INSTRUÇÃO A: Liste os números que Manish Tripathi cita, na resposta sobre as palestras, para descrever a organização dos dabbawalas na entrevista sobre os marmiteiros de Bombaim.
INSTRUÇÃO B: Segundo a entrevista sobre os marmiteiros de Bombaim, que cargo Manish Tripathi ocupa?

TRECHO DO DOCUMENTO:
Exame Logo

"Servir aos clientes é como servir a Deus"

Manish Tripathi, 33, é presidente da Fundação Dabbawala e trabalha na cooperativa dos marmiteiros de Bombaim - os dabbawalas -- há cinco anos. Por telefone, o indiano concedeu a entrevista. Vocês estão realizando muitas palestras atualmente, em várias escolas de negócios e companhias. Por que as empresas estão interessadas e como funciona? Sim, estamos fazendo […]

EXAME.com (EXAME.com)
DR

Da Redação

Publicado em 12 de outubro de 2010 às 18h39.

Manish Tripathi, 33, é presidente da Fundação Dabbawala e trabalha na cooperativa dos marmiteiros de Bombaim - os dabbawalas -- há cinco anos. Por telefone, o indiano concedeu a entrevista.

Vocês estão realizando muitas palestras atualmente, em várias escolas de negócios e companhias. Por que as empresas estão interessadas e como funciona?

Veja também

Sim, estamos fazendo muitas palestras, pois as pessoas querem nos conhecer. Nossa organização tem 118 anos, somos 5 000 dabbawalas e a maioria é analfabeta. Mas ainda assim, entregamos todos os dias 200 000 dabbas para trabalhadores de Bombaim. E se as pessoas querem sabe, nós nos esforçamos para que a palestra seja muito boa, interessante e fascinante para eles.

Quantas palestras o senhor já realizou?

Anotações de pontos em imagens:

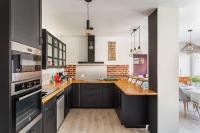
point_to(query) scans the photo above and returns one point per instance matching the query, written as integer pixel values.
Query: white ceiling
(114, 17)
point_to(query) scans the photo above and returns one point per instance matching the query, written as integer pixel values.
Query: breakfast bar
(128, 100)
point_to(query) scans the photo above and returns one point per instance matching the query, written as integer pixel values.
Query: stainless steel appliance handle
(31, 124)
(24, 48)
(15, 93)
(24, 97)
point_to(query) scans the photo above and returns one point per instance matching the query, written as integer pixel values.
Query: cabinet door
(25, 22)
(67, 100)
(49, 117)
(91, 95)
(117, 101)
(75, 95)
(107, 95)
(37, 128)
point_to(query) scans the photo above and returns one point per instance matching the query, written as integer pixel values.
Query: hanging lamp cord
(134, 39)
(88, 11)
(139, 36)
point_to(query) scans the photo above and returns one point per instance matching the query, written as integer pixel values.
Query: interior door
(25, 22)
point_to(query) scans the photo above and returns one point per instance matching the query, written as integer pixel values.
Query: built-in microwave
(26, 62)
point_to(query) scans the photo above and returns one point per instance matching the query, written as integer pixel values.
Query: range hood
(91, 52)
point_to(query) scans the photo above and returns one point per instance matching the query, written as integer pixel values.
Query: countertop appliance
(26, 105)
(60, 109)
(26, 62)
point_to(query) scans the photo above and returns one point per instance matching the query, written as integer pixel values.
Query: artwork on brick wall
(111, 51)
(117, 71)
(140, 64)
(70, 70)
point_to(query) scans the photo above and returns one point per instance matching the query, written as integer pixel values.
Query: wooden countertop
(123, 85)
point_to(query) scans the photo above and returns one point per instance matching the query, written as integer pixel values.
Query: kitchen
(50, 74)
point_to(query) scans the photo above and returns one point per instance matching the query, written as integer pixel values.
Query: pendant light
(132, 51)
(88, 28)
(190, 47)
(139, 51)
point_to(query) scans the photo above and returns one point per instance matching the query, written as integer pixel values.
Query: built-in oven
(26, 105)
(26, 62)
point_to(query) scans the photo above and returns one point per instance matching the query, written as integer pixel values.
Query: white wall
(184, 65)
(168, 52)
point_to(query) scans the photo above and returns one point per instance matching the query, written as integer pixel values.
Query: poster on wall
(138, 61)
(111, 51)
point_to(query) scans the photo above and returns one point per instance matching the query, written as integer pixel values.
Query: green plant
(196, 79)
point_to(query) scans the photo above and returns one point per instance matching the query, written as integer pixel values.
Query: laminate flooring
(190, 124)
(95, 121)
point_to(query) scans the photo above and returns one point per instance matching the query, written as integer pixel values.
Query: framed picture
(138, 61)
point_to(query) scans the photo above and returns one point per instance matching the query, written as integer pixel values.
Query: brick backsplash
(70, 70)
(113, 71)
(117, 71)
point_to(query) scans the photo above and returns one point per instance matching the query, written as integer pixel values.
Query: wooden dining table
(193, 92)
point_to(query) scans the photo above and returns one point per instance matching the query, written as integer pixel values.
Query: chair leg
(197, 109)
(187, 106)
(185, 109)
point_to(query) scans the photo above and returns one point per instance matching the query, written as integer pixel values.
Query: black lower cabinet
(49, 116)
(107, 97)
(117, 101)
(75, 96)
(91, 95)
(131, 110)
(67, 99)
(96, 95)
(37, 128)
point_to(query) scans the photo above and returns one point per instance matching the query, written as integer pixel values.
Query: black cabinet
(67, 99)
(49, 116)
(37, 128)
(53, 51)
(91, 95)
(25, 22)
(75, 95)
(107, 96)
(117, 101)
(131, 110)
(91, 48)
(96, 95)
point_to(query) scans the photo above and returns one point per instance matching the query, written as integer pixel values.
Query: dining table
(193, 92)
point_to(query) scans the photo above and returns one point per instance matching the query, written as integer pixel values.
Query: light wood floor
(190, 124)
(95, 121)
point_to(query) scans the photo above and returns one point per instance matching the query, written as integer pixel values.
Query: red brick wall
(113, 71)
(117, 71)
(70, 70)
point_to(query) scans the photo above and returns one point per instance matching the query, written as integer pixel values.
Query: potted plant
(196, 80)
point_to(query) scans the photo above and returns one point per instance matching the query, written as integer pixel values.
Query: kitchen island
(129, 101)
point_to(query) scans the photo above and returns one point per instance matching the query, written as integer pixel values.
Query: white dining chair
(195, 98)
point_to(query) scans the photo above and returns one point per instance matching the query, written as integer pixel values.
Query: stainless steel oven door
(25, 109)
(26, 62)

RESPOSTA A:
- 118 anos de existência da organização
- 5 000 dabbawalas
- 200 000 dabbas entregues todos os dias

RESPOSTA B: Ele é presidente da Fundação Dabbawala.